Supplied passage:
A recently published study led by researchers at University of California, San Francisco (UCSF) revealed that mice that remain in their warm, thermal ‘comfort zone’ most of the time eating fatty foods increased the risk of developing cardiovascular disease by over 50% compared to mice housed in a cooler environment whilst on the same food diet; these conditions, however, did not seem to have an impact on insulin resistance (a warning sign for the development of diabetes).
The study, titled “Thermoneutral Housing Accelerates Metabolic Inflammation to Potentiate Atherosclerosis but Not Insulin Resistance” published in the journal Cell Metabolism on Nov. 5, 2015, found evidence suggesting that the standard practice of keeping laboratory mice at a relatively cool temperature could benefit their health in the long run by keeping their metabolism active. According to a UCSF’s press release, at the same time, this could represent an issue for researchers studying metabolic disease in humans, as humans spend most of their time under regulated “thermoneutrality,” the optimized temperature for our metabolisms not having to make extra efforts to keep our body warm.
“This has had a profound effect on how I look at results coming out of my own lab,” noted the study’s senior author Ajay Chawla, MD, PhD and Professor at UCSF’s Cardiovascular Research Institute and UCSF’s School of Medicine. “I don’t believe anything until we do it again at thermoneutrality.”
Dr. Chawla studies the impact and effects of cold on metabolism and became interested in digging deeper into mice’s risk of developing metabolic disease when they were housed at cooler temperatures. The current debate in the scholarly community continues investigating the optimal temperature for the comfort and health of laboratory mice. The National Research Council recommends housing mice at 20-26 degrees Celsius (68-79 degrees Fahrenheit), much below the majority of animals’ thermoneutral zone, closer to 30 degrees Celsius (86 Fahrenheit).

Assignment 1:
Print the section of the passage on mouse housing temperature starting at "Dr. Chawla studies" and ending at "Celsius (86 Fahrenheit).".
Assignment 2:
Please render this sentence from the passage on mouse housing temperature in Spanish: "I don’t believe anything until we do it again at thermoneutrality."
Assignment 3:
Pick up the passage on mouse housing temperature after its final sentence and keep writing.
The listing comes from a separate source with no connection to the passage on mouse housing temperature.

Extracted records:

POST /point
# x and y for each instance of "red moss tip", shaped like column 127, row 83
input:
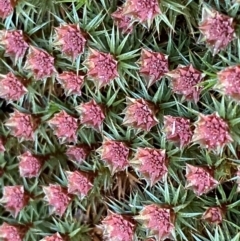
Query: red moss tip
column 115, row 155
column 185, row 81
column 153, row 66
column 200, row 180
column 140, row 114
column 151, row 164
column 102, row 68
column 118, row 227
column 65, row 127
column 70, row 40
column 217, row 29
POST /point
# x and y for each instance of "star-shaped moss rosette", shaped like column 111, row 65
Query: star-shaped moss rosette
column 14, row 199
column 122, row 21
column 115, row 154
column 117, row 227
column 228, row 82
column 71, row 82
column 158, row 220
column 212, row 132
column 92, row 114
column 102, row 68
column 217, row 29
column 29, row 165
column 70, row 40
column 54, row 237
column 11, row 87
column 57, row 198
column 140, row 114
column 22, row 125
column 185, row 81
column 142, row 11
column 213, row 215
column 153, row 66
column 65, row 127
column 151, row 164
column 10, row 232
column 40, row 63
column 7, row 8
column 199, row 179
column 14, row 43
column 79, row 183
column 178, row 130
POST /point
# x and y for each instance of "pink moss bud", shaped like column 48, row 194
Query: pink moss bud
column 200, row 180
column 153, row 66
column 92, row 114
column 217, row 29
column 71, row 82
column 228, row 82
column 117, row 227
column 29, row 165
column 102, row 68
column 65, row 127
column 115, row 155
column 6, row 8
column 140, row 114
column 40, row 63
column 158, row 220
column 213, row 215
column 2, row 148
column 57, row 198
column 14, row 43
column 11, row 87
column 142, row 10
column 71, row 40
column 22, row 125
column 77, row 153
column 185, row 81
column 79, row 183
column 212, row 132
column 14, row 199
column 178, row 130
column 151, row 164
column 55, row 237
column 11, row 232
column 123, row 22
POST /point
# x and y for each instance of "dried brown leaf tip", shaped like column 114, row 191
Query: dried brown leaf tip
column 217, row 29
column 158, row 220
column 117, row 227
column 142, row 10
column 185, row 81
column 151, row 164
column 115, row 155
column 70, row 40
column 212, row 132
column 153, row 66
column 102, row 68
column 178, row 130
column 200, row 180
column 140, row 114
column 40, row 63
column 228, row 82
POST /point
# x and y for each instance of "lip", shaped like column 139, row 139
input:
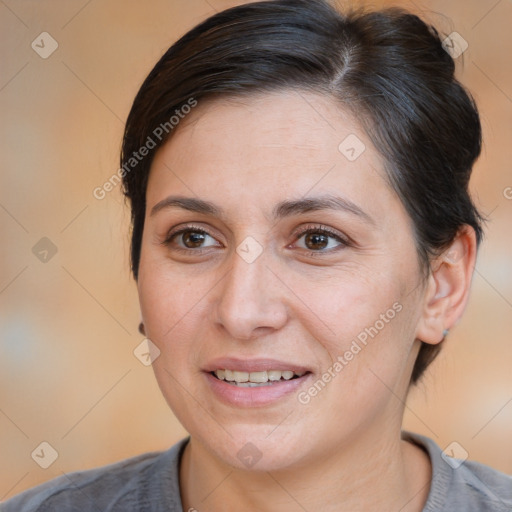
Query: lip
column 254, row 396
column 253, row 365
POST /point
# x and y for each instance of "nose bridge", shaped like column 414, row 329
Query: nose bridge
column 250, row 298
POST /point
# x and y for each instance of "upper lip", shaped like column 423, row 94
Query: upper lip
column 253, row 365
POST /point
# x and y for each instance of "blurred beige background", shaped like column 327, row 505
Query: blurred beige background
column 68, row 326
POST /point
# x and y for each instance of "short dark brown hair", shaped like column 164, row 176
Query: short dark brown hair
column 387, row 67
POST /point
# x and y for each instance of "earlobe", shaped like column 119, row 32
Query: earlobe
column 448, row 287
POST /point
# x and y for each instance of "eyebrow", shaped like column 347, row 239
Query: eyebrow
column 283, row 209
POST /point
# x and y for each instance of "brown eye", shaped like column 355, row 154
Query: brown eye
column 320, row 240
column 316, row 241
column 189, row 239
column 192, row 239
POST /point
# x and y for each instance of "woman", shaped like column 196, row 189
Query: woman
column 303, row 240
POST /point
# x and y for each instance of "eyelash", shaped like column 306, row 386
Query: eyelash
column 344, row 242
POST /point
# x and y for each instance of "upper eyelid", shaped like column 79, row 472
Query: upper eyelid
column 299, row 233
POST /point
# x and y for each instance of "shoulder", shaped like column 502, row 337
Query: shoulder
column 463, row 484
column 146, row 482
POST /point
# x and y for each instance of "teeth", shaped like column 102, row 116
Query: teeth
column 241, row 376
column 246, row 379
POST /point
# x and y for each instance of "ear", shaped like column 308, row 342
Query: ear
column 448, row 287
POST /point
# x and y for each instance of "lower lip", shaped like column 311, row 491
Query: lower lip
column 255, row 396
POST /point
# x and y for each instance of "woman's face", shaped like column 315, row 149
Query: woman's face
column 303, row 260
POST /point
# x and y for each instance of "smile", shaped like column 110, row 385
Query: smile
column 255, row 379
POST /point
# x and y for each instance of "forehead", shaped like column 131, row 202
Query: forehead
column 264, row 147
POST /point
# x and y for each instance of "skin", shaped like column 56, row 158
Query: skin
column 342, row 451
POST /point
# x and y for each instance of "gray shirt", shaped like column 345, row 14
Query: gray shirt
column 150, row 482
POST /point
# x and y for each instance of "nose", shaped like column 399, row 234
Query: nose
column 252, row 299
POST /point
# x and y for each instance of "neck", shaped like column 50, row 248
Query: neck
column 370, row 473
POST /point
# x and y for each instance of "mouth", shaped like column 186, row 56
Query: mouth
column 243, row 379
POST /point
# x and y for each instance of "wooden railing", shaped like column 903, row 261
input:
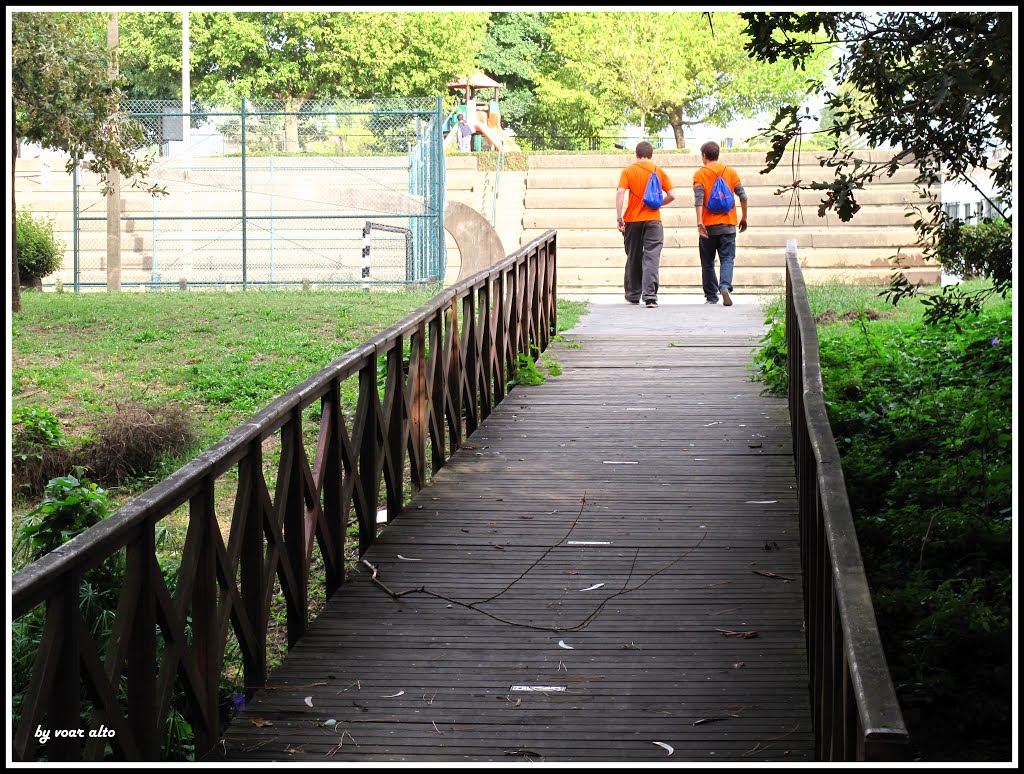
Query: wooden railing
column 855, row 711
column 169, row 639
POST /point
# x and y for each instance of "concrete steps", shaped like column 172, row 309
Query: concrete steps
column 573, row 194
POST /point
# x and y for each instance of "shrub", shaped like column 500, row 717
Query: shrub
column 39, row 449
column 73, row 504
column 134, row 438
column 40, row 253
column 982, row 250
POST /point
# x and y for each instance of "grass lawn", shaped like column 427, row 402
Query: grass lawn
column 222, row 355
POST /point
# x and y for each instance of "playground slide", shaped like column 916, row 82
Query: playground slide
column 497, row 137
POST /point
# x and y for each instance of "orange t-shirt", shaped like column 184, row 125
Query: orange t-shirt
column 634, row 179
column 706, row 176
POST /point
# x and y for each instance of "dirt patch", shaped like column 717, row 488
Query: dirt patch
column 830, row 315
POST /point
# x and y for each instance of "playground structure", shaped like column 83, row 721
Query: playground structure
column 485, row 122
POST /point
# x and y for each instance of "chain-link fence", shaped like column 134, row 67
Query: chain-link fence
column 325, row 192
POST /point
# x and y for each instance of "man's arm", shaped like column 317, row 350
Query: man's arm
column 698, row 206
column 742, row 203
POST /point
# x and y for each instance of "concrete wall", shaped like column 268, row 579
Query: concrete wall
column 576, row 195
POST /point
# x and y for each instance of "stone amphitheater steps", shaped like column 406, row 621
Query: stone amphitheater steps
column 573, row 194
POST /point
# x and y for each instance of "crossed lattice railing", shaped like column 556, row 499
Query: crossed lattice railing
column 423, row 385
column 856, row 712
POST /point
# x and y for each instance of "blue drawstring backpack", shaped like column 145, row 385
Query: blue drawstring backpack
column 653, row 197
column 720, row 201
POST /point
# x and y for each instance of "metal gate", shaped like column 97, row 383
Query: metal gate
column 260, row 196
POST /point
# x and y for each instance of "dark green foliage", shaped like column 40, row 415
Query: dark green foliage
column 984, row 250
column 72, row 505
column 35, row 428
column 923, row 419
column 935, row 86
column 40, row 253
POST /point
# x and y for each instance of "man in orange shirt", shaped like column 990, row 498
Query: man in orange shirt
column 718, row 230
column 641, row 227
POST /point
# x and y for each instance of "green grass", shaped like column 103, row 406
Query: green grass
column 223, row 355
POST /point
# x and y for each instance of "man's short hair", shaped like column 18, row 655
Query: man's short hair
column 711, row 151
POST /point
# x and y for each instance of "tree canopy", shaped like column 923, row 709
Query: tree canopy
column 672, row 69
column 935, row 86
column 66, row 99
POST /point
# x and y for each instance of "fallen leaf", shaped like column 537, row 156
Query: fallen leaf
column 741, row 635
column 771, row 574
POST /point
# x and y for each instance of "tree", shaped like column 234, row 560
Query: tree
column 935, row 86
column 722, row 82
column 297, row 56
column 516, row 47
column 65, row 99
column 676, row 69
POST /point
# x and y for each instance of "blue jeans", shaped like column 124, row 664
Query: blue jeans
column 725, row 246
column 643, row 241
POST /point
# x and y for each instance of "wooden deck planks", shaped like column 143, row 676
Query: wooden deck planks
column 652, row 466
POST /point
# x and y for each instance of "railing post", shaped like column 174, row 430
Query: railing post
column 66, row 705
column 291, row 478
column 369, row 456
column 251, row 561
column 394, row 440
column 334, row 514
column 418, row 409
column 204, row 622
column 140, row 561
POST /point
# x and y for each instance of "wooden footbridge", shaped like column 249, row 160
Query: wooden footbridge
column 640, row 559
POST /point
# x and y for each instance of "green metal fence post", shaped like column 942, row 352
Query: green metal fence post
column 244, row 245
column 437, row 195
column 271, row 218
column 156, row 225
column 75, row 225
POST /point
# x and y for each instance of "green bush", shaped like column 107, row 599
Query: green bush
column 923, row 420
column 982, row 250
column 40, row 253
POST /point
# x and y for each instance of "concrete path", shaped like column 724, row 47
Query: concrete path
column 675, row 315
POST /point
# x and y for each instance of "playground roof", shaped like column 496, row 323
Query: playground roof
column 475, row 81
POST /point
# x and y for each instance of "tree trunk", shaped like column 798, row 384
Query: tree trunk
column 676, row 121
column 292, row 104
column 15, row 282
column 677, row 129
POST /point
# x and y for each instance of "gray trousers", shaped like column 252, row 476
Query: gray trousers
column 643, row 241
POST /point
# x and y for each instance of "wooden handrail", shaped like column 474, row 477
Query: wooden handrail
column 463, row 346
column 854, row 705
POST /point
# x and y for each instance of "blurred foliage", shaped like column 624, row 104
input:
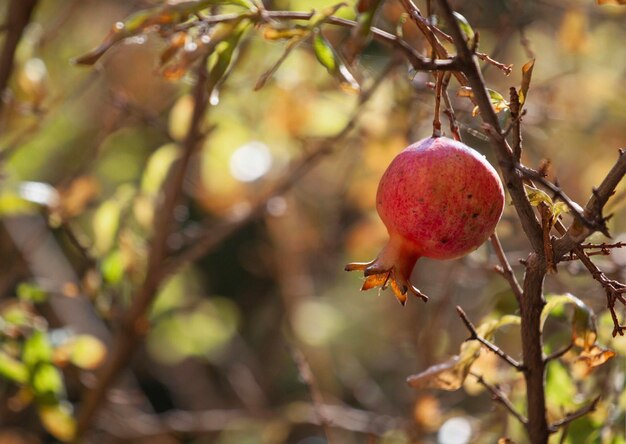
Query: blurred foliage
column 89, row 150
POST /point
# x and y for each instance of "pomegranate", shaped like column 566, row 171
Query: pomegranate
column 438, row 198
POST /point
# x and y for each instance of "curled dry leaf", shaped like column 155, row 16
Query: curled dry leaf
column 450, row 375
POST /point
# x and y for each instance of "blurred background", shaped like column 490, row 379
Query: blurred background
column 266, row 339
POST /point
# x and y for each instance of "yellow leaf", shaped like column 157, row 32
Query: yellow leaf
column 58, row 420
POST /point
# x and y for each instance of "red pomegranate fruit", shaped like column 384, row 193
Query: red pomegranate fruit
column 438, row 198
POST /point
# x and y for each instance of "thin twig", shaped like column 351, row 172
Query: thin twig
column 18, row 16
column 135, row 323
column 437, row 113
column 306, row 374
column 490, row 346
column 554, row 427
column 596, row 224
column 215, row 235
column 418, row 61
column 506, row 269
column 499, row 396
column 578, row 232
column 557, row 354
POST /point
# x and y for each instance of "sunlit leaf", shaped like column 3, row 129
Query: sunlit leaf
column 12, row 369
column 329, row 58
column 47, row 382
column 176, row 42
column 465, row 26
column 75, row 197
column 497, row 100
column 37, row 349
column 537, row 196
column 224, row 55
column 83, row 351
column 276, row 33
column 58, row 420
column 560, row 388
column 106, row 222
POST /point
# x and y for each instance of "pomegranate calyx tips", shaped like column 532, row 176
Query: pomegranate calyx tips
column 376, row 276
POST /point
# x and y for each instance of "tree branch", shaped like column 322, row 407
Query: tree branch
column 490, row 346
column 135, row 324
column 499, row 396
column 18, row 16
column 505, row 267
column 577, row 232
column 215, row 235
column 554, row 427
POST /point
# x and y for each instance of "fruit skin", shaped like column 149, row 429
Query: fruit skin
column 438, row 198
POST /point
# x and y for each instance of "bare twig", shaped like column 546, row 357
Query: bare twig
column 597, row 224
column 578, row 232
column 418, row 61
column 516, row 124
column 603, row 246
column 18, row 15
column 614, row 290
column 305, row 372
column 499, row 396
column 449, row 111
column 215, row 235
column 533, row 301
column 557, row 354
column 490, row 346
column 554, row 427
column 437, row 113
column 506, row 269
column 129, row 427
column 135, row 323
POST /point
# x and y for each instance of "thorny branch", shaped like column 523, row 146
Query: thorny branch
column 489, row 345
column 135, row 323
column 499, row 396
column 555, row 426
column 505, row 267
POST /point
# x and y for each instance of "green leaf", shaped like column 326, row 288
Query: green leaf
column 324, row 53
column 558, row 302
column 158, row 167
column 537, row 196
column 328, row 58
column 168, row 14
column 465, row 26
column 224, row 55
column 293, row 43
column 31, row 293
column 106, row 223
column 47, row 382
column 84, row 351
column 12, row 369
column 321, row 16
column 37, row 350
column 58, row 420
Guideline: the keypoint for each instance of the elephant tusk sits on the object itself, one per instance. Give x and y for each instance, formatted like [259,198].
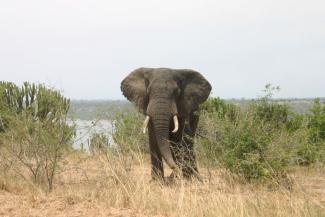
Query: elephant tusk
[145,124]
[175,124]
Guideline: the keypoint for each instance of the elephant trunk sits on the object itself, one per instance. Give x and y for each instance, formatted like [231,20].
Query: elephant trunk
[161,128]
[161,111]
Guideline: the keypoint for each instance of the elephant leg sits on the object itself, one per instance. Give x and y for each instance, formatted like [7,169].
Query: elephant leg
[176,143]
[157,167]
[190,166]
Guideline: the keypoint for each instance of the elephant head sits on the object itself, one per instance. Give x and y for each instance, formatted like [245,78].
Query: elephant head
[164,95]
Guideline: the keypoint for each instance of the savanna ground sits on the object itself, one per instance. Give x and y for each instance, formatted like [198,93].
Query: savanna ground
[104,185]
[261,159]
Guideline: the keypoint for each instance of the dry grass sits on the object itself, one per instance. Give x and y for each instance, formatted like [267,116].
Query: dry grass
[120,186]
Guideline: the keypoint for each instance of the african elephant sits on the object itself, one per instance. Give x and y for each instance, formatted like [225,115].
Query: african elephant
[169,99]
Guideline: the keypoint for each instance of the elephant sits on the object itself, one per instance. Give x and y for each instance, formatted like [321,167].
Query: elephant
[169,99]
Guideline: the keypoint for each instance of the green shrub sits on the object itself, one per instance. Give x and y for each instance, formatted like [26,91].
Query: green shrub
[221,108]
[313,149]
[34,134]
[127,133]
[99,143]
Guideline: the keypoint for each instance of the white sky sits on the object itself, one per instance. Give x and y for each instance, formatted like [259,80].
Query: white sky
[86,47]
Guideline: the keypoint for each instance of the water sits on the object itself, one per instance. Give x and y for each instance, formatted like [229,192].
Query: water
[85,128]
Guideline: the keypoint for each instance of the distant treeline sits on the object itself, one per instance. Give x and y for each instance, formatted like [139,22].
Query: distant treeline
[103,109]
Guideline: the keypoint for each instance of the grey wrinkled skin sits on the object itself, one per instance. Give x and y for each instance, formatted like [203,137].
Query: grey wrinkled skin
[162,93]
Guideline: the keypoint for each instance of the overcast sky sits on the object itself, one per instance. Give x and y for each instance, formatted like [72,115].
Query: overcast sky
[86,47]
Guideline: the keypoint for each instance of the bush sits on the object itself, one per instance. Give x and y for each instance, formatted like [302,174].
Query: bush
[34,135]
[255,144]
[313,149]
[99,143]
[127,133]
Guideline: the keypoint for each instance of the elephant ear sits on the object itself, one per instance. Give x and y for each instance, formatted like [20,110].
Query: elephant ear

Response box 1:
Dr. Chawla studies the impact and effects of cold on metabolism and became interested in digging deeper into mice’s risk of developing metabolic disease when they were housed at cooler temperatures. The current debate in the scholarly community continues investigating the optimal temperature for the comfort and health of laboratory mice. The National Research Council recommends housing mice at 20-26 degrees Celsius (68-79 degrees Fahrenheit), much below the majority of animals’ thermoneutral zone, closer to 30 degrees Celsius (86 Fahrenheit).

Response box 2:
No creo nada hasta que lo volvamos a hacer en termoneutralidad.

Response box 3:
In 20 years of research, findings led to the conclusion that diets that are high in LDL (low-density lipoprotein) cholesterol lead to chronic vascular inflammation, accelerating the growth of atherosclerotic plaques and causing heart disease. Recently, scientists have discovered that a more sensitive immune activity could also onset insulin resistance, an early red flag of diabetes.
Dr. Chawla and his team discovered that mice housed at comfortable 30ºC and eating fatty foods developed inflammation and grew twice as many atherosclerotic plaques than mice housed at the traditional 22ºC. However, insulin resistance saw no worsening due to the heightened inflammation resulting from warmer conditions. This observation was significantly contrasting with previous results. “This was a big surprise,” said Dr. Chawla. “It could be that inflammation has less to do with diabetes than we thought.”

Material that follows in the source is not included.